**Entries shown**
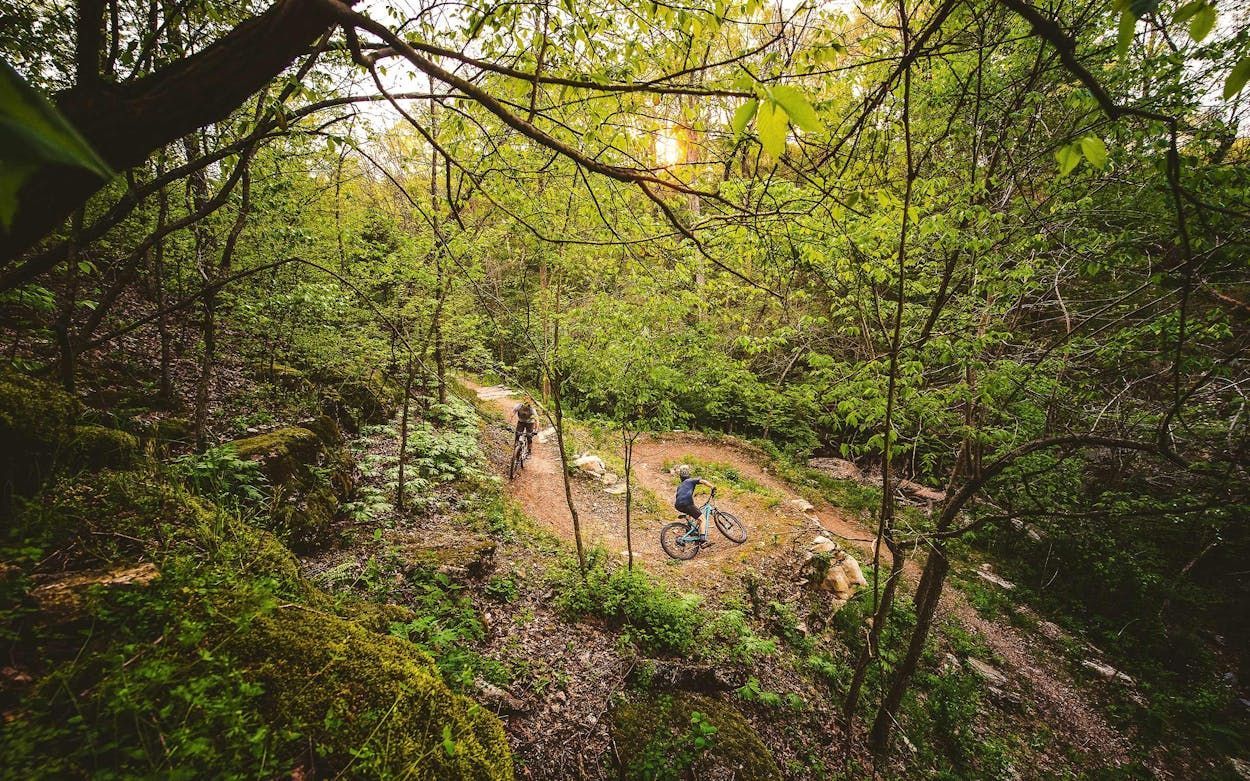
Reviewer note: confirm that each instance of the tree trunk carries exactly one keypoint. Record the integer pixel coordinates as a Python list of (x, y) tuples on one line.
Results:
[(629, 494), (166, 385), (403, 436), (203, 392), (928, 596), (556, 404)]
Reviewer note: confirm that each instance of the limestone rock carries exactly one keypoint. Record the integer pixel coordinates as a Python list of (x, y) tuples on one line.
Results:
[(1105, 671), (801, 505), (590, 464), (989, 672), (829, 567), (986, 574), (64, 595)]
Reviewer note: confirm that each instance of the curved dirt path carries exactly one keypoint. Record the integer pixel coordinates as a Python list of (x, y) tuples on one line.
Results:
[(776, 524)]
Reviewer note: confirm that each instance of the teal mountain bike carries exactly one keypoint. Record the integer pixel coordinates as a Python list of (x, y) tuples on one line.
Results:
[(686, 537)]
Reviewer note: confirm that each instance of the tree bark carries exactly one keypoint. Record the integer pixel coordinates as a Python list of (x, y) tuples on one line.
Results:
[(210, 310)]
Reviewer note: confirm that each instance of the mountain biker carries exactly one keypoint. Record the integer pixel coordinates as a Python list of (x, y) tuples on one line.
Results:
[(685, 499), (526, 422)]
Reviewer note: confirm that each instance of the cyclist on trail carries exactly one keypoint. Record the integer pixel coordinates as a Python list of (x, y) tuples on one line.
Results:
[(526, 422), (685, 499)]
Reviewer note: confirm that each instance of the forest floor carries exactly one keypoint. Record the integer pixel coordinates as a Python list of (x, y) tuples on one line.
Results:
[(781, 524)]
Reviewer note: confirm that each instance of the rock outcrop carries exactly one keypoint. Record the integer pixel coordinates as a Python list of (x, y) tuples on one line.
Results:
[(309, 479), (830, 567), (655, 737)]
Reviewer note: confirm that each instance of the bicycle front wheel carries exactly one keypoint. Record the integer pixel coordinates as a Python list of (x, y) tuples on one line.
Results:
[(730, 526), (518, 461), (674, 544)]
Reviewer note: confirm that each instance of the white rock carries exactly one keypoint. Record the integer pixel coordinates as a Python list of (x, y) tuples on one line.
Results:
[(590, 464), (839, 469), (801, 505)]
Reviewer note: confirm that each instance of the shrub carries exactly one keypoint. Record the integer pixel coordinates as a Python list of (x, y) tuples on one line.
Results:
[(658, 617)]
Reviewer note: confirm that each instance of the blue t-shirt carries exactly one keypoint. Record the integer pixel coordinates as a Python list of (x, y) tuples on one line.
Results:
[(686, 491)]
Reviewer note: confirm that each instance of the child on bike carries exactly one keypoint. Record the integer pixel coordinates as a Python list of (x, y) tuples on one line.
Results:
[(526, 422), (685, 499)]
---
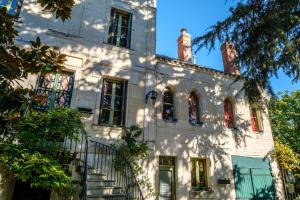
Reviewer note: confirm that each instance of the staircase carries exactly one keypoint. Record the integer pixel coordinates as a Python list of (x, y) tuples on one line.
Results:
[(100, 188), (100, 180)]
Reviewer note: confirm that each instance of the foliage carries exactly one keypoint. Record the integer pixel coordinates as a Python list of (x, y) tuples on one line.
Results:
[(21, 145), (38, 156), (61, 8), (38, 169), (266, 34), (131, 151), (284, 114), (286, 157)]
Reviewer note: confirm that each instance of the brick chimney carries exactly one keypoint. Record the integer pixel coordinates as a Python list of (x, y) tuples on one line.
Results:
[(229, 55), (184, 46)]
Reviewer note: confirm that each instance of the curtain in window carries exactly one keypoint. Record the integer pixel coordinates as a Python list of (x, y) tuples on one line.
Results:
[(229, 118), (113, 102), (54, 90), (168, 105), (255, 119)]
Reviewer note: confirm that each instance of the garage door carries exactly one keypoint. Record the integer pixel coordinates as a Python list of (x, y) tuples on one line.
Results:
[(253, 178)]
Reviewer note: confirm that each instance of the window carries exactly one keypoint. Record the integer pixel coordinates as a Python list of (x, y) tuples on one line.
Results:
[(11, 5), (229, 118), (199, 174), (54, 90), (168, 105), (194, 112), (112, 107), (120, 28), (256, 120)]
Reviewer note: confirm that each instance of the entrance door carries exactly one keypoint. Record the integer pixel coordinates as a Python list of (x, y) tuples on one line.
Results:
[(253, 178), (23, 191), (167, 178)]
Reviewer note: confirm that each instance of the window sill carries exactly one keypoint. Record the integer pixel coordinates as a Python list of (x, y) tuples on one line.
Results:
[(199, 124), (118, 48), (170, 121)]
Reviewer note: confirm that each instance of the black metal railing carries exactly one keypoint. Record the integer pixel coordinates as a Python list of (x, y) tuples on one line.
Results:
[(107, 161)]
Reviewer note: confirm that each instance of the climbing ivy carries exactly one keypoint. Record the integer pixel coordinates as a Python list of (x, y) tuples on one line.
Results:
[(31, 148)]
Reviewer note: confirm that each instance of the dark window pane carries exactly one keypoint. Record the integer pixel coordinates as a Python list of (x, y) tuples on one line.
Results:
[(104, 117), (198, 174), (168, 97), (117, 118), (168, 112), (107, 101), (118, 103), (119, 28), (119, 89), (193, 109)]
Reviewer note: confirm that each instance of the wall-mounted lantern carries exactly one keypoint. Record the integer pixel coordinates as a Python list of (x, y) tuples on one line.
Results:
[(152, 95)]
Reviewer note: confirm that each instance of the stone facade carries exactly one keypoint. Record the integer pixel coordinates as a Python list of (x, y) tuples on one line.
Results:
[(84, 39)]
---
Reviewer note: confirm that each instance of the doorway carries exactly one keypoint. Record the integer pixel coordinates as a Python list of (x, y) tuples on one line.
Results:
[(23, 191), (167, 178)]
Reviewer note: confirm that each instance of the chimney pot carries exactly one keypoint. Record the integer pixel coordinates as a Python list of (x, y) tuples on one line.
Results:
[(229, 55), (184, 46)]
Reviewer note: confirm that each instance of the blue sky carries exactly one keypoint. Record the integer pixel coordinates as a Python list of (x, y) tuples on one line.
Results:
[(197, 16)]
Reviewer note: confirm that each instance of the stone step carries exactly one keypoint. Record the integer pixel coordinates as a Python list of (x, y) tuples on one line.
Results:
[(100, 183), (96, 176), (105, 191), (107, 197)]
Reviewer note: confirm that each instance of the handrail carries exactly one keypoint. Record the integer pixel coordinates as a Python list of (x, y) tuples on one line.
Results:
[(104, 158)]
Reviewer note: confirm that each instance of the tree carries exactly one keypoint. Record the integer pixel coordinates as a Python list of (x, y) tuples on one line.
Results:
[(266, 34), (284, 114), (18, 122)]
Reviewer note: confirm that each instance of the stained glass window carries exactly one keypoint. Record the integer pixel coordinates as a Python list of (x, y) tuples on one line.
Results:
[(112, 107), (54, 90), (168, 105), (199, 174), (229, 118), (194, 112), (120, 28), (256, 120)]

**Exercise details**
Copy out the lines from the one containing "Reviewer note: confirm that each instance of the chimney" through the one containing "[(100, 183), (96, 176), (105, 191), (107, 197)]", switching every "keypoint" to "marker" and leaving everything else as it is.

**Answer to the task**
Reviewer note: confirm that each instance of the chimney pot carries exactly one marker. Record the integer pixel coordinates as a Python list of (x, y) tuples on one line.
Results:
[(229, 55), (184, 46)]
Reviewer note: confirm that each instance of the blue sky carries exactly one marker. Record the integer pixel coordinates as a Python list of (x, y) tuples on one line.
Results:
[(197, 16)]
Reviewer note: confirm that each instance of the stone step carries exactly one marker. Record the integer pixel coordinates as a Python list of (x, y) tuples on one line.
Results:
[(100, 183), (96, 176), (105, 191), (107, 197)]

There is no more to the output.